§ **WRITTEN TASKS**
a. In the school online safety guidance, why should the planning team be built before anything else? Answer in one to three sentences.
b. What does the school online safety guidance say parent and caregiver education should avoid?
c. List every type of concern that the school online safety guidance says the written response protocol should cover.

§ **GIVEN PASSAGE**
-- Start --
Quick actions
- Create a cross-functional planning team before selecting curriculum.
- Map reporting and escalation steps for online exploitation concerns.
- Use age-appropriate lessons and parent-facing language.
- Measure reach, confidence, resource use, and referral pathways.
Build the team first
Effective school online safety work needs more than a speaker. Include administration, counseling, school resource or safety personnel where appropriate, technology staff, teachers, family engagement staff, and student support leaders.
Core program elements
- Age-appropriate student lessons on privacy, boundaries, reporting, and trusted adults.
- Parent and caregiver education that avoids shame and panic.
- Staff training on warning signs, evidence preservation basics, and referral pathways.
- A written response protocol for sextortion, threats, image-sharing, cyberbullying, and online enticement concerns.
-- End --
§ **DATA PROVIDED**
-- Start --
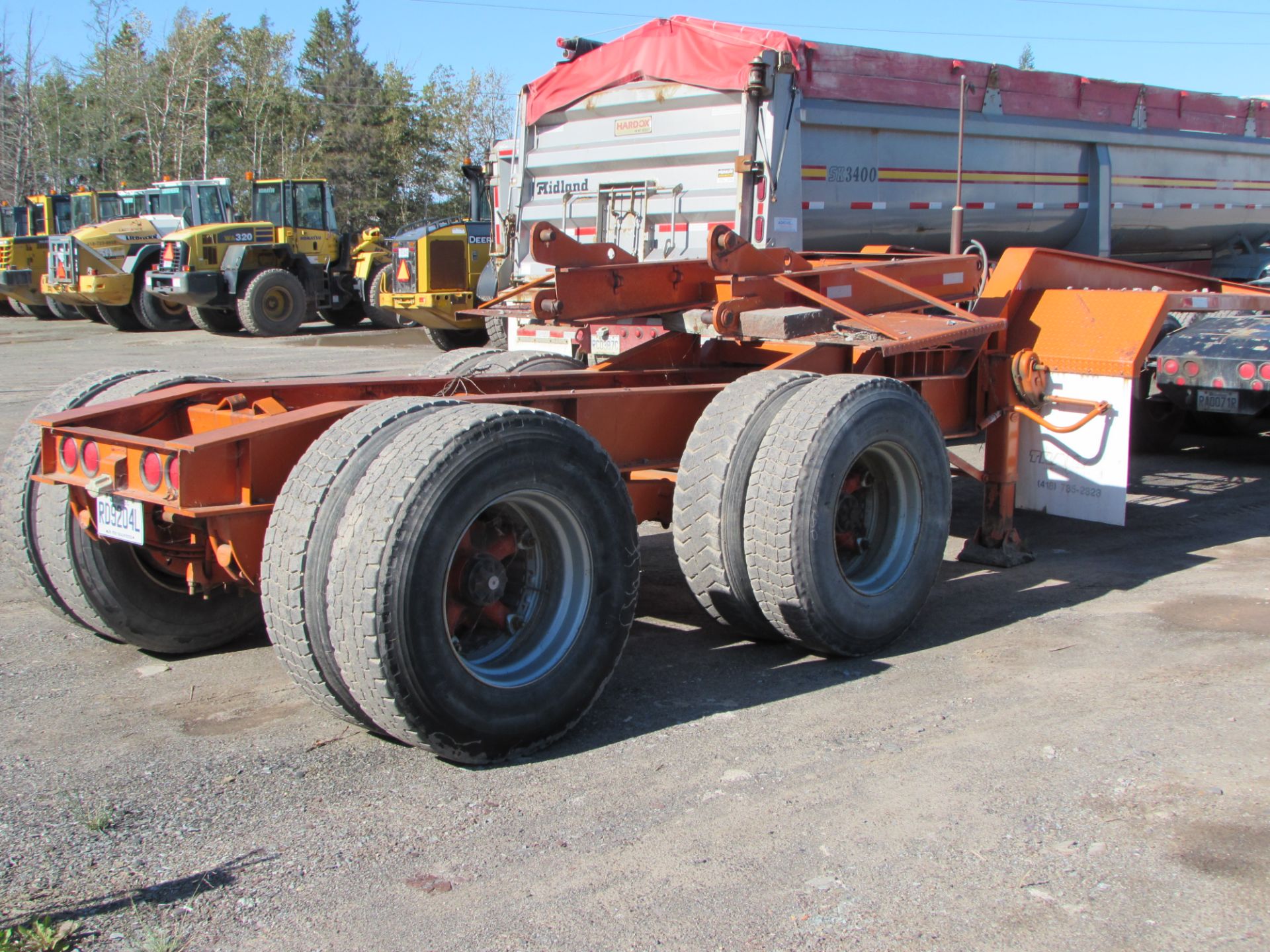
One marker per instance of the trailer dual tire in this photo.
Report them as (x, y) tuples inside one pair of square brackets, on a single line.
[(114, 588), (381, 317), (483, 582), (23, 499), (450, 339), (216, 320), (298, 545), (273, 303), (710, 496), (847, 513), (118, 317)]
-- End --
§ **FULL ANSWERS**
a. The guidance says effective school online safety work needs more than a speaker. It therefore calls for a broad team: administration, counseling, school resource or safety personnel where appropriate, technology staff, teachers, family engagement staff, and student support leaders.

b. Shame and panic.

c.
- Sextortion
- Threats
- Image-sharing
- Cyberbullying
- Online enticement